Task to complete: Will you give the material below again, every line exactly as it is?

Given data:
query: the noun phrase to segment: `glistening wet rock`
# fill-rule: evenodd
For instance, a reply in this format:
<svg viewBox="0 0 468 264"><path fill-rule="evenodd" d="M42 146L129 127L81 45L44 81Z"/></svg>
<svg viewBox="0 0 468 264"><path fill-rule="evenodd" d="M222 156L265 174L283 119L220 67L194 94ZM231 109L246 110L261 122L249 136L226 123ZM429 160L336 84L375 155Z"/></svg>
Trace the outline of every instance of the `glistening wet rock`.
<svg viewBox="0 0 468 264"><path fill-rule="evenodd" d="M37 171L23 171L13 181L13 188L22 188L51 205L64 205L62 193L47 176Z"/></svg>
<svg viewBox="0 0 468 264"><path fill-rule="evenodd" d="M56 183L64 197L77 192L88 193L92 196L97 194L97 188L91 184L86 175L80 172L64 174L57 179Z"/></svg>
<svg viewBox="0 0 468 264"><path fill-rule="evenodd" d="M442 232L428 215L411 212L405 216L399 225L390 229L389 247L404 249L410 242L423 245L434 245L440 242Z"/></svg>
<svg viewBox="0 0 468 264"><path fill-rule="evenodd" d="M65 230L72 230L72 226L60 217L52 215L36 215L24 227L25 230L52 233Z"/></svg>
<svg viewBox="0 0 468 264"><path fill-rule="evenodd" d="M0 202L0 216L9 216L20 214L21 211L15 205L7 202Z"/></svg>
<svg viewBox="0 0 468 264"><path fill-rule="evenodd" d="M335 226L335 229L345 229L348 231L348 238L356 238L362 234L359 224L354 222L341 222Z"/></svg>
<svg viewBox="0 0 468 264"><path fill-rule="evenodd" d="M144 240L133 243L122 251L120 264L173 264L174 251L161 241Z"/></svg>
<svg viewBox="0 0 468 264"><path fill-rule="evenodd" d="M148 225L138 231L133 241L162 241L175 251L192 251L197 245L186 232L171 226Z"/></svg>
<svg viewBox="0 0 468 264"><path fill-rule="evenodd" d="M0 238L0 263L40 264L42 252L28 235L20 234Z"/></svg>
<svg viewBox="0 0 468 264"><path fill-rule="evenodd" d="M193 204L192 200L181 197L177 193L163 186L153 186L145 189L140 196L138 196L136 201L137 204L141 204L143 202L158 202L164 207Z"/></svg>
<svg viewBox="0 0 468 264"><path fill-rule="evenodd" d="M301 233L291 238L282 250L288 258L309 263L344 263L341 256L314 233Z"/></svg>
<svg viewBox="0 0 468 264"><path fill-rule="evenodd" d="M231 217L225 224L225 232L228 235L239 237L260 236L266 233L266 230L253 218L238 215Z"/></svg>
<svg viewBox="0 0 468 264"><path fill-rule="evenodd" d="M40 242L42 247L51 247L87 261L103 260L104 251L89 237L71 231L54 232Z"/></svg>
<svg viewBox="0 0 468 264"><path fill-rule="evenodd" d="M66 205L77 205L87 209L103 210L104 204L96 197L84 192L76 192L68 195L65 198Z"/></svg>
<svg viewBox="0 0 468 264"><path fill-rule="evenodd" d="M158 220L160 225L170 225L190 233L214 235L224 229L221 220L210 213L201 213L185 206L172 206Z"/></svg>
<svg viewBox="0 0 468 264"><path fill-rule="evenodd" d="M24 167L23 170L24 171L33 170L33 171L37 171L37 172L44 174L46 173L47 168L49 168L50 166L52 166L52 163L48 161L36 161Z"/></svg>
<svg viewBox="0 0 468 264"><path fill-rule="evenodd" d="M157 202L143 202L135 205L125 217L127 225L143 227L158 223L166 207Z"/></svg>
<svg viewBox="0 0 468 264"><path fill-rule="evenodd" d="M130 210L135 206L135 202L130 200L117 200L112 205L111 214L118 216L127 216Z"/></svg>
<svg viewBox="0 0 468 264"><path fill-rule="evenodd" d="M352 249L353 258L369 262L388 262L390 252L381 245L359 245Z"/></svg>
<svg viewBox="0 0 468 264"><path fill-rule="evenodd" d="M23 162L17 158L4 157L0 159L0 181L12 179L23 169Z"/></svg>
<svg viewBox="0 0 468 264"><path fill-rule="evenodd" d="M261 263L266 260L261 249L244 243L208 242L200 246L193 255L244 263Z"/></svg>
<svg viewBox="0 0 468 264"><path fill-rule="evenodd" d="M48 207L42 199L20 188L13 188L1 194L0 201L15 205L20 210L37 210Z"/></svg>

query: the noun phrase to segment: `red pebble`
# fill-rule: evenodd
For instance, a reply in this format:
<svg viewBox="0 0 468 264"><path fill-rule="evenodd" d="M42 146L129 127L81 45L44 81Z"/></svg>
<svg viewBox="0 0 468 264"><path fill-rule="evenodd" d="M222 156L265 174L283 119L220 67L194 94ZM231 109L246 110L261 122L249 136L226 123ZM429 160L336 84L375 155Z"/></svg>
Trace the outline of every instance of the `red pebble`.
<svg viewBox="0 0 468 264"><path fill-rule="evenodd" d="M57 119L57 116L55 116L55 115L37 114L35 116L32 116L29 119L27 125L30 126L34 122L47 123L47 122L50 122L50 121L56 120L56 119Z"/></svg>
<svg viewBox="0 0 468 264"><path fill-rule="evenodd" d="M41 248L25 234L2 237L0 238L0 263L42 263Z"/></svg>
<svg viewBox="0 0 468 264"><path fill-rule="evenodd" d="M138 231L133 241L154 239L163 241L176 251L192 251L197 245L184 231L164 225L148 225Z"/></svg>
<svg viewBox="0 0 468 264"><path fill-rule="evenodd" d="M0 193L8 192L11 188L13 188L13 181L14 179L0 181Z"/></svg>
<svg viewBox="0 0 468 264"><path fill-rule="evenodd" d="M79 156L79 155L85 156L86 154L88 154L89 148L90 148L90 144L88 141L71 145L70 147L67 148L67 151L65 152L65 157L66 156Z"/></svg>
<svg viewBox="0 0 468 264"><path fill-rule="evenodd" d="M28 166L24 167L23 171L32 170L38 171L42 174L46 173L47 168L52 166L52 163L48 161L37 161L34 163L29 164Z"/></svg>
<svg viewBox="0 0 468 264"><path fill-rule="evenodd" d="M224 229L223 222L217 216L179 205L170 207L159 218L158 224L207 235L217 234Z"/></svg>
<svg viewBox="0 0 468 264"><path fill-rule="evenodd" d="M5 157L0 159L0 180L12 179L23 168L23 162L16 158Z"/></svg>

Expected answer:
query: the noun phrase to segment: `glistening wet rock`
# fill-rule: evenodd
For instance, a reply in this format:
<svg viewBox="0 0 468 264"><path fill-rule="evenodd" d="M42 146L129 127L81 45L44 81Z"/></svg>
<svg viewBox="0 0 468 264"><path fill-rule="evenodd" d="M222 156L265 174L283 119L220 67L194 94ZM231 109L246 110L261 122L249 136L226 123ZM429 160L336 84L375 155Z"/></svg>
Trace the outline of every instance of the `glistening wet rock`.
<svg viewBox="0 0 468 264"><path fill-rule="evenodd" d="M37 171L23 171L13 181L13 188L22 188L51 205L64 205L62 193L47 176Z"/></svg>
<svg viewBox="0 0 468 264"><path fill-rule="evenodd" d="M56 183L64 197L77 192L88 193L92 196L97 194L97 188L91 184L86 175L80 172L64 174L57 179Z"/></svg>
<svg viewBox="0 0 468 264"><path fill-rule="evenodd" d="M442 232L428 215L411 212L405 216L399 225L390 229L389 247L404 249L410 242L423 245L434 245L440 242Z"/></svg>
<svg viewBox="0 0 468 264"><path fill-rule="evenodd" d="M65 230L72 230L72 226L60 217L52 215L36 215L24 227L25 230L52 233Z"/></svg>
<svg viewBox="0 0 468 264"><path fill-rule="evenodd" d="M0 202L0 216L9 216L20 214L21 211L15 205L7 202Z"/></svg>
<svg viewBox="0 0 468 264"><path fill-rule="evenodd" d="M335 226L335 229L345 229L348 231L348 238L356 238L362 234L359 224L354 222L341 222Z"/></svg>
<svg viewBox="0 0 468 264"><path fill-rule="evenodd" d="M144 240L133 243L122 251L120 264L173 264L174 251L161 241Z"/></svg>
<svg viewBox="0 0 468 264"><path fill-rule="evenodd" d="M148 225L138 231L133 241L162 241L175 251L192 251L197 245L186 232L171 226Z"/></svg>
<svg viewBox="0 0 468 264"><path fill-rule="evenodd" d="M0 238L0 263L40 264L42 252L28 235L20 234Z"/></svg>
<svg viewBox="0 0 468 264"><path fill-rule="evenodd" d="M193 204L192 200L181 197L177 193L163 186L153 186L145 189L140 196L138 196L136 201L137 204L141 204L143 202L158 202L164 207Z"/></svg>
<svg viewBox="0 0 468 264"><path fill-rule="evenodd" d="M301 233L291 238L282 250L288 258L309 263L344 263L341 256L314 233Z"/></svg>
<svg viewBox="0 0 468 264"><path fill-rule="evenodd" d="M231 217L225 224L225 232L228 235L239 237L260 236L266 233L266 230L253 218L238 215Z"/></svg>
<svg viewBox="0 0 468 264"><path fill-rule="evenodd" d="M40 242L42 247L51 247L87 261L103 260L104 251L89 237L71 231L54 232Z"/></svg>
<svg viewBox="0 0 468 264"><path fill-rule="evenodd" d="M66 205L77 205L87 209L103 210L104 204L96 197L84 192L76 192L68 195L65 198Z"/></svg>
<svg viewBox="0 0 468 264"><path fill-rule="evenodd" d="M158 220L160 225L170 225L190 233L214 235L224 229L221 220L210 213L201 213L185 206L172 206Z"/></svg>
<svg viewBox="0 0 468 264"><path fill-rule="evenodd" d="M24 167L23 170L24 171L33 170L33 171L37 171L37 172L44 174L46 173L47 168L49 168L50 166L52 166L52 163L48 161L36 161Z"/></svg>
<svg viewBox="0 0 468 264"><path fill-rule="evenodd" d="M157 202L143 202L135 205L125 217L127 225L143 227L158 223L166 207Z"/></svg>
<svg viewBox="0 0 468 264"><path fill-rule="evenodd" d="M130 210L135 206L135 202L130 200L117 200L112 205L111 214L118 216L127 216Z"/></svg>
<svg viewBox="0 0 468 264"><path fill-rule="evenodd" d="M352 249L353 258L369 262L388 262L390 252L381 245L359 245Z"/></svg>
<svg viewBox="0 0 468 264"><path fill-rule="evenodd" d="M23 162L17 158L4 157L0 159L0 181L12 179L23 169Z"/></svg>
<svg viewBox="0 0 468 264"><path fill-rule="evenodd" d="M261 263L266 260L261 249L244 243L208 242L200 246L193 255L244 263Z"/></svg>
<svg viewBox="0 0 468 264"><path fill-rule="evenodd" d="M48 207L42 199L20 188L13 188L1 194L0 201L15 205L20 210L37 210Z"/></svg>

query: the noun phrase to segment: `red pebble`
# fill-rule: evenodd
For instance, a reply in this format:
<svg viewBox="0 0 468 264"><path fill-rule="evenodd" d="M42 146L129 127L81 45L44 81Z"/></svg>
<svg viewBox="0 0 468 264"><path fill-rule="evenodd" d="M222 156L265 174L283 119L220 67L194 94ZM231 109L246 110L261 122L249 136L226 123ZM429 160L336 84L375 155Z"/></svg>
Trace the outline of every instance of the `red pebble`.
<svg viewBox="0 0 468 264"><path fill-rule="evenodd" d="M57 119L57 116L55 116L55 115L37 114L35 116L32 116L29 119L27 125L30 126L34 122L47 123L47 122L50 122L50 121L56 120L56 119Z"/></svg>
<svg viewBox="0 0 468 264"><path fill-rule="evenodd" d="M41 248L25 234L2 237L0 238L0 263L42 263Z"/></svg>
<svg viewBox="0 0 468 264"><path fill-rule="evenodd" d="M138 231L133 241L154 239L163 241L176 251L192 251L197 245L184 231L164 225L148 225Z"/></svg>
<svg viewBox="0 0 468 264"><path fill-rule="evenodd" d="M0 193L8 192L11 188L13 188L13 181L14 179L0 181Z"/></svg>
<svg viewBox="0 0 468 264"><path fill-rule="evenodd" d="M79 156L79 155L85 156L86 154L88 154L89 148L90 148L90 144L88 141L71 145L70 147L67 148L67 151L65 152L65 157L66 156Z"/></svg>
<svg viewBox="0 0 468 264"><path fill-rule="evenodd" d="M28 166L24 167L23 171L32 170L38 171L42 174L46 173L47 168L52 166L52 163L48 161L37 161L34 163L29 164Z"/></svg>
<svg viewBox="0 0 468 264"><path fill-rule="evenodd" d="M224 229L223 222L217 216L179 205L170 207L159 218L158 224L207 235L217 234Z"/></svg>
<svg viewBox="0 0 468 264"><path fill-rule="evenodd" d="M5 157L0 159L0 180L12 179L23 168L23 162L16 158Z"/></svg>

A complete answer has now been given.